Assigned task: The text below concludes a study on labeling Kuwaiti dialect tweets by vaccine stance. List every performance metric it says the 52 experiments were compared on.

Furthermore, the results indicate that there is a statistically significant difference between the means of the three evaluation metrics (accuracy, macro-averaged F1 score, and the total number of labels) when using zero-shot model labeling functions with any language (AA, AE, or EE) compared to not using zero-shot models (NN), indicating that experiments using zero-shot model labeling functions outperform experiments using only keyword labeling functions.

Therefore, we can conclude that when using mixed zero-shot models with mixed language labels and prompts (AAAEEE), the differences between the experiments are not statistically significant compared to using only zero-shot models, indicating that this experimental setup does not significantly improve the evaluation metrics.

5. Conclusions

In this study, we have attempted to fill a gap in the field of NLP by creating Kuwaiti dialect language resources, as currently the Kuwaiti dialect is underrepresented in the available Arabic language models. These language resources are critical for developing high-performance approaches and systems for different NLP problems. To overcome data annotation challenges, we have proposed an automated system to programmatically label a tweet dataset to detect the stance towards vaccines in the Kuwaiti dialect (Q8VaxStance). The proposed system is based on an approach combining the benefits of weak supervised learning and zero-shot learning.

This research is an essential part of a more comprehensive attempt to understand the elements that cause vaccine hesitancy in Kuwait and to create practical approaches for addressing it. This labeled dataset is the first Kuwaiti dialect dataset for vaccine stance detection. In this research, we conducted 52 experiments to identify the best experimental setup and the main factors that affect the annotation system’s performance metrics by comparing the accuracy value, Macro-F1 score, Cohen’s kappa score, and total number of generated labels. In addition, we studied the statistical significance of the experiments by applying ANOVA and pairwise Tukey’s HSD post hoc statistical tests.

Based on our results, we achieved the best accuracy, Macro-F1 score, and Cohen’s kappa score values in the experiments when using both zero-shot models and keyword detection as labeling functions; experiments KHZSLF-EE4 and KHZSLF-EA1 had nearly the same accuracy, and had Macro-F1 scores of 0.83 and 0.83, respectively. The Cohen’s kappa scores achieved in these experiments were 0.66 and 0.67, respectively, which are considered good annotator agreement scores. As part of our future work, we plan to conduct additional experimentation and refinement in order to achieve perfect agreement and improved performance metrics.

The results of the ANOVA and pairwise Tukey’s HSD post hoc statistical tests showed that the experiments using both zero-shot models and keyword detection as labeling functions (KHZSLF) significantly outperformed those using only the keyword detection labeling functions (KHLF) or only the zero-shot models labeling functions (ZSLF) for all evaluation metrics. When changing the language of the labels and prompts used in zero-shot models, our results showed that the mean total number of generated labels when using Arabic in both labels and prompts (AA) or mixed Arabic English labels (AE) and prompts was statistically significant compared to using English in both labels and prompts (EE), indicating that our proposed annotation system generates more labels when the Arabic language is used in both prompts and labels or in at least one of them.

In our future research, we first intend to experiment more with the proposed annotation system by applying zero-shot and few-shot learning on large language models supporting the Arabic language. Second, we plan to use this generated dataset to fine-tune and compare available Arabic BERT-based language models and large multilingual models to create a trained model for Kuwaiti dialect stance detection. Finally, we plan to use graph neural network algorithms to predict vaccine stances and compare the findings with the results of this research.

Data records:
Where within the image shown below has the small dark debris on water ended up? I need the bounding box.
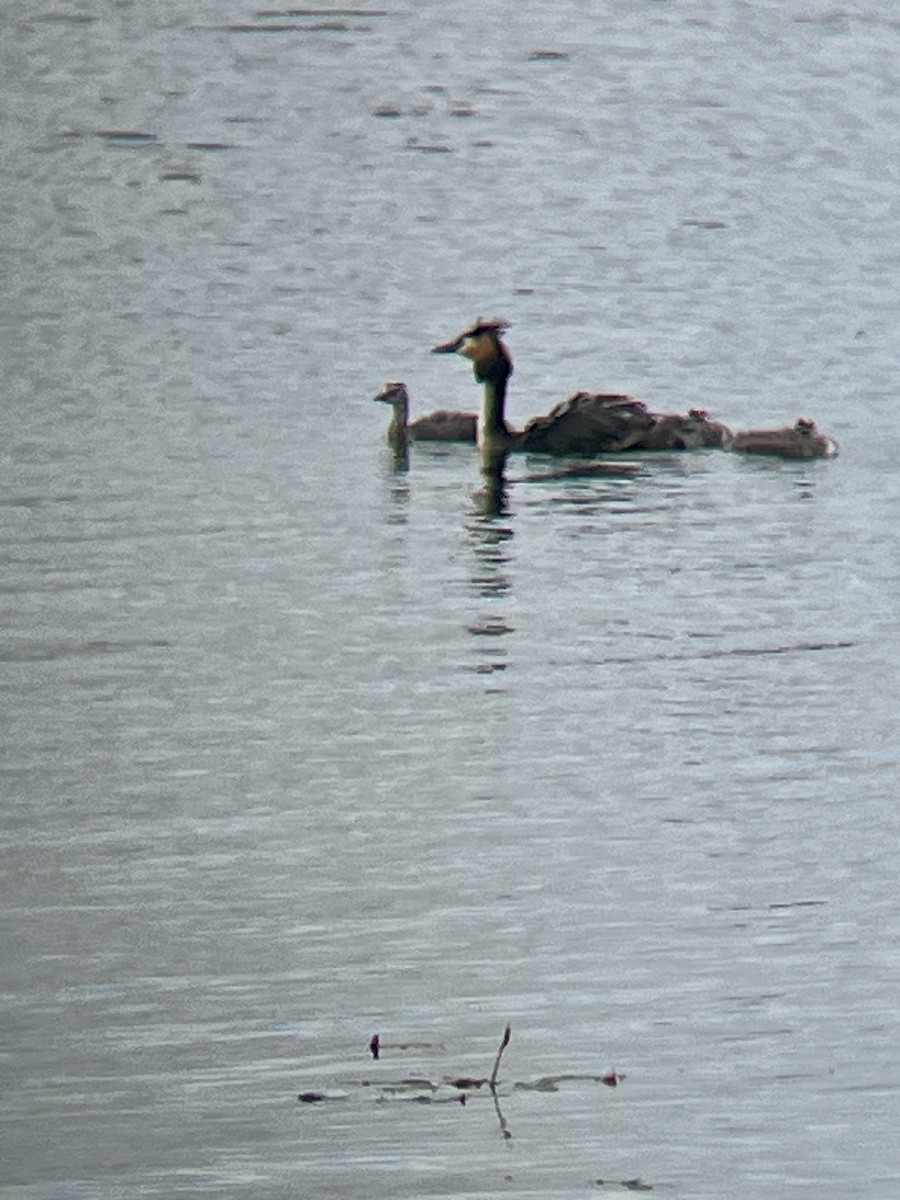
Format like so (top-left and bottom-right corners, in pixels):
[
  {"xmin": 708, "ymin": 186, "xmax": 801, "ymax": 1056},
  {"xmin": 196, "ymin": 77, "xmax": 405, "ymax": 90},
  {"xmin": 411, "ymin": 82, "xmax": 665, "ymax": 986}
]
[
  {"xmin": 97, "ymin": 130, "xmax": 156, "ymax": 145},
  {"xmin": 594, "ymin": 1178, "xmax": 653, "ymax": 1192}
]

--

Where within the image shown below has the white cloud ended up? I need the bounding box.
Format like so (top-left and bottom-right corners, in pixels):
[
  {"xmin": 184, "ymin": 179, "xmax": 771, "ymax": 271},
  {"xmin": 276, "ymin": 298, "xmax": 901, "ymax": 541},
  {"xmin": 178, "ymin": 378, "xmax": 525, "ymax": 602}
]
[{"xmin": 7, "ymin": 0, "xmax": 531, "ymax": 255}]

---

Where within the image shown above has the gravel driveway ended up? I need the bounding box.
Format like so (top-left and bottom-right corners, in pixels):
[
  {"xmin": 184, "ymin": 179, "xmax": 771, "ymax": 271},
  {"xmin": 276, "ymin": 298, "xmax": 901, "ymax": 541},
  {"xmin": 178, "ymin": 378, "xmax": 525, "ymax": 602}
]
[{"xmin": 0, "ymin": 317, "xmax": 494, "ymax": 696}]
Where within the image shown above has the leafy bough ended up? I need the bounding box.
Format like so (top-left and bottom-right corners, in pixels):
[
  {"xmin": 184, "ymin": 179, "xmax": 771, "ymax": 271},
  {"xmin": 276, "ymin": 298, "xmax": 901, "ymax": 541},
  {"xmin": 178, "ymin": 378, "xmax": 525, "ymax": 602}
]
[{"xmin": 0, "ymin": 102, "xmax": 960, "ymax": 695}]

Finished exercise:
- Accuracy value
- Macro-F1 score
- Cohen's kappa score
- Total number of generated labels